Task material |
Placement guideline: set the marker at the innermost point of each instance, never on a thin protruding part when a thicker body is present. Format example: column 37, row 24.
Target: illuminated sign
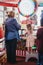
column 10, row 1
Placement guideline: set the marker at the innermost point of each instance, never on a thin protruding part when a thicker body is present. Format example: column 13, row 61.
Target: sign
column 10, row 1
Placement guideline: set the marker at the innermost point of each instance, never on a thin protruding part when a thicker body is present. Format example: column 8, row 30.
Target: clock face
column 27, row 7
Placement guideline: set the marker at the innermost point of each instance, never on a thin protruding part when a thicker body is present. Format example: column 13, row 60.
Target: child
column 30, row 41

What is required | Reproduce exactly the line containing "13, row 60." and all lines after it through the end of the listing above; leave out every earlier line.

Completed exercise |
Placement guideline: set the marker at the innermost point of each instance, never on a thin protruding part when a thicker body is present. Format example: column 13, row 60.
Target: child
column 30, row 41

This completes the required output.